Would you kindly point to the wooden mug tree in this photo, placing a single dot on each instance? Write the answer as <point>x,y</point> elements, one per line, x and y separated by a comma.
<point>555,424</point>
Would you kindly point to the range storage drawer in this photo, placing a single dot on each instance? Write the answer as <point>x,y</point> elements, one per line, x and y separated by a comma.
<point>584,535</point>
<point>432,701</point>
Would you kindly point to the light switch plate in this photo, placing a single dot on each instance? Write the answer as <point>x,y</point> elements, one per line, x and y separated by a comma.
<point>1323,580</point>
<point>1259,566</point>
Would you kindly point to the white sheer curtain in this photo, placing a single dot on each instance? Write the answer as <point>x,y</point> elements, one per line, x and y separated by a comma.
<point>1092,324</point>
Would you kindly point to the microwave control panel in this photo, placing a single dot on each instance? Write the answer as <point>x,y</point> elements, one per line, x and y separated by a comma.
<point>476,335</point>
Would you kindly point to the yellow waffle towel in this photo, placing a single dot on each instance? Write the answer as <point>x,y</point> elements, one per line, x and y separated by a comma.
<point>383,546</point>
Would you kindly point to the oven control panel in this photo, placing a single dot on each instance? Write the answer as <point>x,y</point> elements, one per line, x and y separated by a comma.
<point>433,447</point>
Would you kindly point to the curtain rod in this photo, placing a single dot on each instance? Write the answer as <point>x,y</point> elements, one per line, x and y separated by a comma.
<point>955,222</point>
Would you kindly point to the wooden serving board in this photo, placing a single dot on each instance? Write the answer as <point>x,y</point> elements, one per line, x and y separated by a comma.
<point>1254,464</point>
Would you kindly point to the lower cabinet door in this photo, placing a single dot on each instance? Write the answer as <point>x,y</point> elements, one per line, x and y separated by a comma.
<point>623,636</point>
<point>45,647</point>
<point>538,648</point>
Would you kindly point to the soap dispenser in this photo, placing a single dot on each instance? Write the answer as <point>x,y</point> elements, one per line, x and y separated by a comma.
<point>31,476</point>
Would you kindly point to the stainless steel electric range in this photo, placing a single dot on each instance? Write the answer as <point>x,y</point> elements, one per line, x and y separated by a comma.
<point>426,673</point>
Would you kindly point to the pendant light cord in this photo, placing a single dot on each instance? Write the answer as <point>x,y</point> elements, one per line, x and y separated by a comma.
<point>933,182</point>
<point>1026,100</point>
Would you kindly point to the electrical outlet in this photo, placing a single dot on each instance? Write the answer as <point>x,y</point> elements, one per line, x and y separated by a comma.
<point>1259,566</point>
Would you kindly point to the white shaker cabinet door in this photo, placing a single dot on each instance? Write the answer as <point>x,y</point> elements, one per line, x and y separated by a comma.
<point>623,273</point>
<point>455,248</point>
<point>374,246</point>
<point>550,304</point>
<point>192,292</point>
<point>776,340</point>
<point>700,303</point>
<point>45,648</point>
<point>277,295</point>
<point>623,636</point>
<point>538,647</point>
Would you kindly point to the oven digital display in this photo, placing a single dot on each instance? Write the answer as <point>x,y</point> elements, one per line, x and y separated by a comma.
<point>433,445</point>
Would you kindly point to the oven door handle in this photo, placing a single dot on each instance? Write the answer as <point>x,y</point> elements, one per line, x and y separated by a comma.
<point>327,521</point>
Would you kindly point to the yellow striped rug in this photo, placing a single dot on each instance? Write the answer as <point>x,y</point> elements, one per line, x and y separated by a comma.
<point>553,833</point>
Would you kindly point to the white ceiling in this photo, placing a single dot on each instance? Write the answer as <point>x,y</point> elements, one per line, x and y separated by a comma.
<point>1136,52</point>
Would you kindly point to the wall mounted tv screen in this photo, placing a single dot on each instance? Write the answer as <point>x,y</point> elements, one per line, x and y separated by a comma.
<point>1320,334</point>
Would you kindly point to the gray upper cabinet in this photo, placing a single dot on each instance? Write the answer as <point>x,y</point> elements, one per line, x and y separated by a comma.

= To be done =
Reproduce the records starting at the beginning and ending at the line containing "<point>432,701</point>", both ends included, with the requests kept as they are and 130 added to every coordinate in the answers.

= Expected answer =
Would you kindly point to the wooden mug tree in this photo, placing a single dot on each instance? Write the answer as <point>x,y</point> elements, one per line, x and y separated by a comma.
<point>685,554</point>
Would you kindly point to the range storage drawer in this photo, placing a single dot on each instance? Write the answer as <point>x,y</point> elements, one per line, x and y separated by a comma.
<point>714,665</point>
<point>562,831</point>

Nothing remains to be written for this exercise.